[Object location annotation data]
━━━━━━━━━━━━━━━━
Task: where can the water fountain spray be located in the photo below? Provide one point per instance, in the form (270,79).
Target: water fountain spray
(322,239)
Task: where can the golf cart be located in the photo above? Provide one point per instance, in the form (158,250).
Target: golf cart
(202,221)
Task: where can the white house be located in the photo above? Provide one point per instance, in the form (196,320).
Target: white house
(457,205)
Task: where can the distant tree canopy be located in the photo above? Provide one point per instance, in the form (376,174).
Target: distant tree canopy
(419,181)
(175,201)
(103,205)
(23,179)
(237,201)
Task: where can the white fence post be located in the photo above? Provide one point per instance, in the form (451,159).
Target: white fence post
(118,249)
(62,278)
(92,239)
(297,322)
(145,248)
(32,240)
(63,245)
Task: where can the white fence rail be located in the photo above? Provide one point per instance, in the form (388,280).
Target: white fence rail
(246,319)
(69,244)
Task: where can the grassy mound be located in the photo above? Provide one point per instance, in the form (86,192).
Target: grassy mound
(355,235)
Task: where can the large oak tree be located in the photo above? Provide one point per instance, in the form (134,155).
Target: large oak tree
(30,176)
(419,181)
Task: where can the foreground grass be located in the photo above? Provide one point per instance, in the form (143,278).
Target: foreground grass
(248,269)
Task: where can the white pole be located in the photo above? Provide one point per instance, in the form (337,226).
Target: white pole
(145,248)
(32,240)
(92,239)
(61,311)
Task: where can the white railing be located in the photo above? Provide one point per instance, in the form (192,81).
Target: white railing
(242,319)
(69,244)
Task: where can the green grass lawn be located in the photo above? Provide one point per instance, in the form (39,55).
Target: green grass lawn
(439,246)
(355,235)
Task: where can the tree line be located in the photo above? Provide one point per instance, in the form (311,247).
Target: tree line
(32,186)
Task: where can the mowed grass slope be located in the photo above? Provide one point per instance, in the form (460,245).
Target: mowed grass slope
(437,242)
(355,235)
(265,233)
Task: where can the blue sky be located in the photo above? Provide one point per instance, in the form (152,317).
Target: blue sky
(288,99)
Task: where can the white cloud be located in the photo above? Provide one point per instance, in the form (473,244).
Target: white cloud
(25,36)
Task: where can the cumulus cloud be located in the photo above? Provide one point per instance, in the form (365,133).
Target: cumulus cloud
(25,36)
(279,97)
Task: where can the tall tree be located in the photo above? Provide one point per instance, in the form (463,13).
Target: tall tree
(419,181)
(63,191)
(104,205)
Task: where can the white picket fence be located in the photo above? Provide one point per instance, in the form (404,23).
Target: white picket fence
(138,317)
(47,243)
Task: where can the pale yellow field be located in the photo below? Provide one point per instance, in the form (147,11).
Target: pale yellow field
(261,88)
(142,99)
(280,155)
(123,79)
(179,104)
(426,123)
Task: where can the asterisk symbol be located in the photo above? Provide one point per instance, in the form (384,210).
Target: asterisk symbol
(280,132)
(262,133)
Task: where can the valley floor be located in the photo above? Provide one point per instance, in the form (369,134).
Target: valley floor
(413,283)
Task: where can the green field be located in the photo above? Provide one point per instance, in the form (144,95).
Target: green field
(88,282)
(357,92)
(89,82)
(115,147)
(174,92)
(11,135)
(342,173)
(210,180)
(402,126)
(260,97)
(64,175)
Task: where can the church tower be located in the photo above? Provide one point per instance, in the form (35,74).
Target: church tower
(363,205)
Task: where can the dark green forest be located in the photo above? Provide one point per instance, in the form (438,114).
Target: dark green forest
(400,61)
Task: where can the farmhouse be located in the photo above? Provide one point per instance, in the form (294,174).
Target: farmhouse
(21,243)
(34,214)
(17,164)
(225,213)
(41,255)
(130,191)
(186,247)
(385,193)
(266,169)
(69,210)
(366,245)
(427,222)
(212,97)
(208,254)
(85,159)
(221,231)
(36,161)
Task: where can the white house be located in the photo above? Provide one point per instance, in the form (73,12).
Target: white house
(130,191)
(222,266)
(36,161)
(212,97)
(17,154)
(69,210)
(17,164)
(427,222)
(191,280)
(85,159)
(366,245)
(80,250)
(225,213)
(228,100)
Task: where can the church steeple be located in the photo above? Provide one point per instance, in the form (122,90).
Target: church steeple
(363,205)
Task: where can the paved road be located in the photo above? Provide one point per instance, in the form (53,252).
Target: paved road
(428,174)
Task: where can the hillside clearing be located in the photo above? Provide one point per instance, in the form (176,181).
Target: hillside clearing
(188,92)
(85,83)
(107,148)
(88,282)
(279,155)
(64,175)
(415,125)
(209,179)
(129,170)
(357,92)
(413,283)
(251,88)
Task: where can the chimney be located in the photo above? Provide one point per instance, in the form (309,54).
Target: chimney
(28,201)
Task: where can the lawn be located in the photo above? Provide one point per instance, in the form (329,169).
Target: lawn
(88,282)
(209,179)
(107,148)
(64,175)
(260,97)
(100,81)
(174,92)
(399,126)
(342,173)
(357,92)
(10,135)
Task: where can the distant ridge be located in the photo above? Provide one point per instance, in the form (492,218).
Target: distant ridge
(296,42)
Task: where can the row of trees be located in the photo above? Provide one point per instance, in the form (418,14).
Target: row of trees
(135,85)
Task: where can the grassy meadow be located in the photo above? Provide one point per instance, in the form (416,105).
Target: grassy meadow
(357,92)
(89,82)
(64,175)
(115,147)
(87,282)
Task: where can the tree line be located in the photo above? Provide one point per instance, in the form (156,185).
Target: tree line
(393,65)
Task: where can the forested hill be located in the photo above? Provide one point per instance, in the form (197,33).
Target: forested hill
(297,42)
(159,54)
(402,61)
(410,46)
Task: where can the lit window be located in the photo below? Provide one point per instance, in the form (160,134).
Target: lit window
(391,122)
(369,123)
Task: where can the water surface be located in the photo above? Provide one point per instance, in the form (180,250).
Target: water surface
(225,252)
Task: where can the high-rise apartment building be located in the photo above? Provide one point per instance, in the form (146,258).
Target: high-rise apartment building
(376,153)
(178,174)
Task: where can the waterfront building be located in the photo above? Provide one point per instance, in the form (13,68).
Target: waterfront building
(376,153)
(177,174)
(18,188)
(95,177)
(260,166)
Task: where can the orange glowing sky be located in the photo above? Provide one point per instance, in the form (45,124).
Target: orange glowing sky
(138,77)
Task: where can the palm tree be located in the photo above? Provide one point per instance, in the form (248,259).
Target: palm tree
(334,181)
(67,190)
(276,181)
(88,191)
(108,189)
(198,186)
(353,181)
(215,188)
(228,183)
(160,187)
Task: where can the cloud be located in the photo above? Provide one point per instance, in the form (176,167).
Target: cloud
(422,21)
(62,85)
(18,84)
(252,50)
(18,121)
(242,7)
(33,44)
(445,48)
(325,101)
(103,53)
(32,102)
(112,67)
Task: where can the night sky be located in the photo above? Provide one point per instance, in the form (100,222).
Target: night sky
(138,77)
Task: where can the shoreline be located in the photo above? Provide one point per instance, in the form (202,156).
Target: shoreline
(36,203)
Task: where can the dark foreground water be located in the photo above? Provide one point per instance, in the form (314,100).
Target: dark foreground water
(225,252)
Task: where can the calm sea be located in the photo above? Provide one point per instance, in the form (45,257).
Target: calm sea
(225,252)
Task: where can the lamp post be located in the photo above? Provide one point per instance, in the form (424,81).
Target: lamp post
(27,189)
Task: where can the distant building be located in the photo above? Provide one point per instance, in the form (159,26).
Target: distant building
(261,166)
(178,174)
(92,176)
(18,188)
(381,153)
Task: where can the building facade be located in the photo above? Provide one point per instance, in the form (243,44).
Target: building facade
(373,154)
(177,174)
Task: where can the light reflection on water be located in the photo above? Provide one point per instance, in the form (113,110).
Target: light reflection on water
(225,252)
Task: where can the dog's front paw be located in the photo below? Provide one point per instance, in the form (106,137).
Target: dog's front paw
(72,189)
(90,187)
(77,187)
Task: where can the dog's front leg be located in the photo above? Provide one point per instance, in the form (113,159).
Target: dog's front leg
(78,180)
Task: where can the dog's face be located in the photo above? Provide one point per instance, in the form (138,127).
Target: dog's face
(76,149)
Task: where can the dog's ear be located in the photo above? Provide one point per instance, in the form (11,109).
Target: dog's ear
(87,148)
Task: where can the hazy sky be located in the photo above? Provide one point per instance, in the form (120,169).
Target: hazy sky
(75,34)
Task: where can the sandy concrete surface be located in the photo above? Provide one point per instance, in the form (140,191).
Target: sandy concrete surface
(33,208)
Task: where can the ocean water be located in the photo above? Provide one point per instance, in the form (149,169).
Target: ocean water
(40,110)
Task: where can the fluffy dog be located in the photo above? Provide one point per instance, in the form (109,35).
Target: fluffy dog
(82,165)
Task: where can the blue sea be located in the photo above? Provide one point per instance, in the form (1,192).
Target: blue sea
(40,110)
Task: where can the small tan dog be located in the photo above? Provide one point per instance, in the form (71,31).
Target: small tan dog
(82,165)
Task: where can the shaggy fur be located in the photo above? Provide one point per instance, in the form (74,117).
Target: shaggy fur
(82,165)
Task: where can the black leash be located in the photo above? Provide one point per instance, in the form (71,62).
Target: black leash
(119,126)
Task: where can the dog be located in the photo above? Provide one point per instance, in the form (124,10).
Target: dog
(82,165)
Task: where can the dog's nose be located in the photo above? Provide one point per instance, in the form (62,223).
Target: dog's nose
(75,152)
━━━━━━━━━━━━━━━━
=== INSTRUCTIONS TO FOLLOW ===
Retype exactly the lines from the one containing "Task: where can the light" through the last line of the records above, including both.

=== SOLUTION TO THE EXERCISE ===
Task: where can the light reflection on water be located in the photo above? Provide one point per instance, in the form (113,110).
Target: light reflection on water
(225,252)
Task: where can the dog's front paw be located in the photo below? Provide one point per instance, in the form (106,137).
Target: dog's front paw
(72,189)
(90,187)
(77,187)
Task: where can the dog's front leg be located in the photo above? Provide one point per instance, in the form (113,159).
Target: dog's front leg
(78,180)
Task: where can the dog's face be located in the photo above? Provide one point per instance, in the form (138,127).
Target: dog's face
(76,149)
Task: where can the dog's ear be located in the photo above? Provide one point per instance, in the form (11,109).
Target: dog's ear
(87,148)
Task: where can the hazy sky be located in the photo above? Provide one point per instance, in the form (120,169).
Target: hazy sky
(75,34)
Task: where can the sandy concrete surface be located in the photo above? Provide one point per instance, in the form (140,191).
Target: sandy concrete surface
(33,208)
Task: where can the ocean water be located in the photo above? Provide one point per instance, in the form (149,169).
Target: ocean water
(40,110)
Task: where can the fluffy dog be located in the photo above? Provide one point per instance, in the form (109,35).
Target: fluffy dog
(82,165)
Task: where can the blue sea be located in the photo above? Provide one point per instance, in the form (1,192).
Target: blue sea
(40,110)
Task: where can the small tan dog be located in the photo above? Provide one point per instance, in the form (71,31).
Target: small tan dog
(82,165)
Task: where can the shaggy fur be located in the photo above? Provide one point per instance, in the form (74,117).
Target: shaggy fur
(82,165)
Task: where can the black leash be located in the photo above? Provide one point per instance, in the form (71,62).
Target: black leash
(119,126)
Task: where can the dog be located in the photo above? Provide one point per instance, in the form (124,10).
Target: dog
(82,165)
Task: where can the dog's nose be located in the photo above? Provide one point per instance, in the form (62,223).
Target: dog's nose
(75,152)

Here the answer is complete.